## Tasks to perform
A - Please list the usernames of everyone who posts in the piranha thread.
B - Locate each line in the rows that contains the string "field" and copy those lines out. Case counts.

## Selection

# Please Help



## hecks8094 (May 13, 2008)

hey this fish is being sold to me as an elong piranha is it


----------



## BRUNER247 (Jun 2, 2010)

Negative


----------



## hecks8094 (May 13, 2008)

wat is it


----------



## Lifer374 (Dec 5, 2003)

Looks to be a serrasalmus. Impossible to tell what kind though. Not an Elongotus for sure.


----------



## Pirambeba (Feb 1, 2010)

Definitely not an elong, it is undeniably a small serra of some sort.. If I had to take a wild guess it's most likely a small rhom, that's the most common species of serra to appear on the market at that size, aside from macs which it is not seeing as I currently have 2 around that size and neither of which look like that.


----------



## BRUNER247 (Jun 2, 2010)

Definitely too small yet to tell for sure.how big is he 2". Anymore pics


----------



## BRUNER247 (Jun 2, 2010)

What are they asking for that badboy?


----------



## hecks8094 (May 13, 2008)

yeah thats the only pic i got from it i had a black piranha before and some red bellies and they both dont look like this one yeah its about an inch they want 60 for it since its kinda hard to get piranhas were i live but i dont if its worth it what do you guys think

thought it was a silver dollar for a second lol but u could see its jaw sticking out and its not round like a silver dollar idk wat it could be


----------



## CLUSTER ONE (Aug 2, 2006)

It looks like a serrasalmus, but not elongatus. Even as babies elogns are much more elongated then this.

If i had to guess this fish will probably be a rhom, compressus or sanchezi as they are the most common. You should be able to tell after a year when it hits 6" (a sanchezi will grow slower)

For future, its alot easier to make an accurate ID from a clear picture, but this time it doesn't matter as its clearly not an elong and you cant accuratly id a small serra like that until they are larger.


----------



## hecks8094 (May 13, 2008)

if its a rhom i wouldnt mind either as long as its one of the two


----------



## BRUNER247 (Jun 2, 2010)

IMO 60$ is high for a 1"serra. Is it just me or does the back look a lil extra tall? Idk might just be the pic or angle. But his back seem lil taller than my rhom.


----------



## hecks8094 (May 13, 2008)

yeah its just these fish are really hard to find were i live its first time in years i seen another piranha breed other than red bellies were i live, idk i havent seing it personally yet the guy is coming by later on today so i could check it out more


----------



## BRUNER247 (Jun 2, 2010)

I'm not sayn he's not worth it. Cheaper online but then shipping would tax ya.


----------



## Lifer374 (Dec 5, 2003)

This may sound bad to some here but if serra's are extremely hard to come by in your area I'd take him if I were you.

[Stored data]
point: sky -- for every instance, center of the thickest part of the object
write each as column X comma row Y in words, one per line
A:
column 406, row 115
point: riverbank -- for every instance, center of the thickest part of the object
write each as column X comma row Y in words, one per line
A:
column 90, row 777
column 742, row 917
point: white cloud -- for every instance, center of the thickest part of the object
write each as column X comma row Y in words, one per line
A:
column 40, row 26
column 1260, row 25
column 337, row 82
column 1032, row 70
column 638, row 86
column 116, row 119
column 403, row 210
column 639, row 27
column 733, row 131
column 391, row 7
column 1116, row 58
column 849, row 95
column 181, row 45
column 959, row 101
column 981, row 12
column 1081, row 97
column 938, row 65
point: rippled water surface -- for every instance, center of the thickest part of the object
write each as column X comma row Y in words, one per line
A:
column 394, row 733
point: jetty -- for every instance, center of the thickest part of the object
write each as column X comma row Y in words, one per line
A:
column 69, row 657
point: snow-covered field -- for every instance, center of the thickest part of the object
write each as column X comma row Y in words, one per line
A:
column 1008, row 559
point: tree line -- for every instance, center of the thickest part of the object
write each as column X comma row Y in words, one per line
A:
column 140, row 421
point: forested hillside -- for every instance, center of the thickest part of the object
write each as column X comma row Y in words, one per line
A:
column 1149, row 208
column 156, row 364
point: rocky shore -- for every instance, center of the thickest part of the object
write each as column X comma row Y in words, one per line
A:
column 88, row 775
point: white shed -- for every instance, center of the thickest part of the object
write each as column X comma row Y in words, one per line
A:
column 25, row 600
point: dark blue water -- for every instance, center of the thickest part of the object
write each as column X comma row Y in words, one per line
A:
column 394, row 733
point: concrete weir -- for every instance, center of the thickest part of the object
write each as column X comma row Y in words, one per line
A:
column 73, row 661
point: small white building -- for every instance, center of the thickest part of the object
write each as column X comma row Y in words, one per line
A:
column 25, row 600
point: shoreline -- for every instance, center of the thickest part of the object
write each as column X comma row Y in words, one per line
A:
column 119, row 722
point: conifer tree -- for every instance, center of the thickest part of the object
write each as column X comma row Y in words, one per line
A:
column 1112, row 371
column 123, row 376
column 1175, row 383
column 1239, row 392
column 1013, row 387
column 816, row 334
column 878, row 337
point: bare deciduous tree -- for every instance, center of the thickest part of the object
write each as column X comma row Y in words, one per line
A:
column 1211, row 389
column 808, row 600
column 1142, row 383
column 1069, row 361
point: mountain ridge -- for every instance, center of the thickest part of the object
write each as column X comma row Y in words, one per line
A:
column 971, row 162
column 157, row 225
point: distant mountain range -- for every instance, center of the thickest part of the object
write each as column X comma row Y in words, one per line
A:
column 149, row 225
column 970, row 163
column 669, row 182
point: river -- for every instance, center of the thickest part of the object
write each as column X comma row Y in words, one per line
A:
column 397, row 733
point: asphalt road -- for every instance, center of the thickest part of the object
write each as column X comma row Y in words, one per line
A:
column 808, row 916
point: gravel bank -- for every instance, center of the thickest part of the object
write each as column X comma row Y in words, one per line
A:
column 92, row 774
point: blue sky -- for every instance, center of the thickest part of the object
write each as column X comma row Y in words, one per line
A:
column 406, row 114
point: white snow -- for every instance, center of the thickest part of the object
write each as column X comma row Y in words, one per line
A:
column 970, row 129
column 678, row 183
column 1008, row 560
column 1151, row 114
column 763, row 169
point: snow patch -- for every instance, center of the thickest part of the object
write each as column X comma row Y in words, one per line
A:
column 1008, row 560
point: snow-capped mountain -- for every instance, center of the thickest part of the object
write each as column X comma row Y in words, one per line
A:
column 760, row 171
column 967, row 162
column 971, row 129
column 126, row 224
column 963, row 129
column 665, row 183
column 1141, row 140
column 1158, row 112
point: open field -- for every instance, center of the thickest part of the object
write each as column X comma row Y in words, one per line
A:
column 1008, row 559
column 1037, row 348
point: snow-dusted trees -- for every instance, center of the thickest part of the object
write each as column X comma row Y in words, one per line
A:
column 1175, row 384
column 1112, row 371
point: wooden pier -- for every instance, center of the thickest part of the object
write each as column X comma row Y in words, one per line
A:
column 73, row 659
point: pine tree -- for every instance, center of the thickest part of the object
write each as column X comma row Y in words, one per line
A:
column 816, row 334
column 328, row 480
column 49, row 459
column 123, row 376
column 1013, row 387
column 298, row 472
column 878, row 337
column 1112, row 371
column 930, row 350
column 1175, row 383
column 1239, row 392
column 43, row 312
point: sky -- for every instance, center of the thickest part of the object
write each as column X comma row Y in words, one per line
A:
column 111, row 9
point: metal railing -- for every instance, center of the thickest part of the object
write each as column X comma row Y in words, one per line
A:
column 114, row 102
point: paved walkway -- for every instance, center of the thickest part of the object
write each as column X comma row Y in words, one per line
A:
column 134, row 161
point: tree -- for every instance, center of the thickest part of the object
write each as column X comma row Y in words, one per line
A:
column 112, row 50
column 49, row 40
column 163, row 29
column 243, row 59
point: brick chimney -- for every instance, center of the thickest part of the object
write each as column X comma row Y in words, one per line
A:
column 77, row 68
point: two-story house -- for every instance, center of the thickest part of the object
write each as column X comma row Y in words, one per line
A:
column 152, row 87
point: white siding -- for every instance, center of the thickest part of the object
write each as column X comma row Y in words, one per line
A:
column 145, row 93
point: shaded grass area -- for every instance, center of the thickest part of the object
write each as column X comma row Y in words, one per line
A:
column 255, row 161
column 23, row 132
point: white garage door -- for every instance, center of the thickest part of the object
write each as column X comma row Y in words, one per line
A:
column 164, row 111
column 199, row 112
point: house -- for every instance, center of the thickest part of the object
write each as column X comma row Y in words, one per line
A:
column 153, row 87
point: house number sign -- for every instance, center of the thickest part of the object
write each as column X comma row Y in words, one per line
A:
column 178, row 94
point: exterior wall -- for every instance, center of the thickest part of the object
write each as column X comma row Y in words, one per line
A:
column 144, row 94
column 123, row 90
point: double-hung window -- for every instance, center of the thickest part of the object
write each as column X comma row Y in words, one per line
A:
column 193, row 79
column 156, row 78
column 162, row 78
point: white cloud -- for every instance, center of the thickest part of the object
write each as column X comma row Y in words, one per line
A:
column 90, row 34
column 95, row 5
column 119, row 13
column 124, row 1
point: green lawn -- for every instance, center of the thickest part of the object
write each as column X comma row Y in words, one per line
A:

## Written responses
A -
hecks8094
BRUNER247
Lifer374
Pirambeba
CLUSTER ONE

B -
point: snow-covered field -- for every instance, center of the thickest part of the object
point: open field -- for every instance, center of the thickest part of the object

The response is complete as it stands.